*Things to do:*
#1 In the forum post, what name is given to the position that there is no valid pope on the Throne of Peter?
#2 Drawing on the forum post, explain why the writer has kept doubting whether the Roman Catholic church might be the true church.
#3 Transcribe the forum post word for word, starting with "## MichaelNZ (May" and going on through "peace with God.".

--- Selected text ---

# Help! I need help fighting Romanism!



## MichaelNZ (May 28, 2014)

(Sorry in advance for the long post!)

Among other things, I am an ex-Roman Catholic. I was involved with the traditionalist movement and for a while attended Masses at a chapel run by priests from the Society of St. Pius X, who hold to a pre-Vatican II (1962-1965) view of the Romanist faith and morality. I have struggled for at least a year since coming to the Reformed faith with niggling doubts that maybe the Roman Catholic "church" is the true church, mainly because if it is, the consequences for not being in it are eternity in hell. It also leads to a terryfing life, as you never know that you are going to go to heaven and that if you commit one mortal sin you can go to hell. This seems to contrast with what the Bible says in Romans 5:1 about us having peace with God.

Last night I was reading articles about Pope Francis and how traditionalists react to him. There are groups of traditionalist Roman Catholics who believe Francis is not a valid pope because he is a heretic, and therefore there is no valid pope on the Throne of Peter (this position is known as _sedevacantism_). I went to one of the more extreme sedevacantist websites to see what they were saying about Francis, and stupidly clicked on a link called _Biblical Proof for Catholicism_.

--- Record extracts ---

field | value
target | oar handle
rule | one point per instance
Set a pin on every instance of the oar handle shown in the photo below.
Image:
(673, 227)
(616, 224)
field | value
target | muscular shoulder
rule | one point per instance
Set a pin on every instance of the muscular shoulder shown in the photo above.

---

*Task answers:*
#1 Sedevacantism.

#2 The writer's main reason is that if the Roman Catholic church is the true church, the consequence of not being in it is eternity in hell. That possibility has kept the doubt alive for at least a year since the writer came to the Reformed faith.

#3
## MichaelNZ (May 28, 2014)

(Sorry in advance for the long post!)

Among other things, I am an ex-Roman Catholic. I was involved with the traditionalist movement and for a while attended Masses at a chapel run by priests from the Society of St. Pius X, who hold to a pre-Vatican II (1962-1965) view of the Romanist faith and morality. I have struggled for at least a year since coming to the Reformed faith with niggling doubts that maybe the Roman Catholic "church" is the true church, mainly because if it is, the consequences for not being in it are eternity in hell. It also leads to a terryfing life, as you never know that you are going to go to heaven and that if you commit one mortal sin you can go to hell. This seems to contrast with what the Bible says in Romans 5:1 about us having peace with God.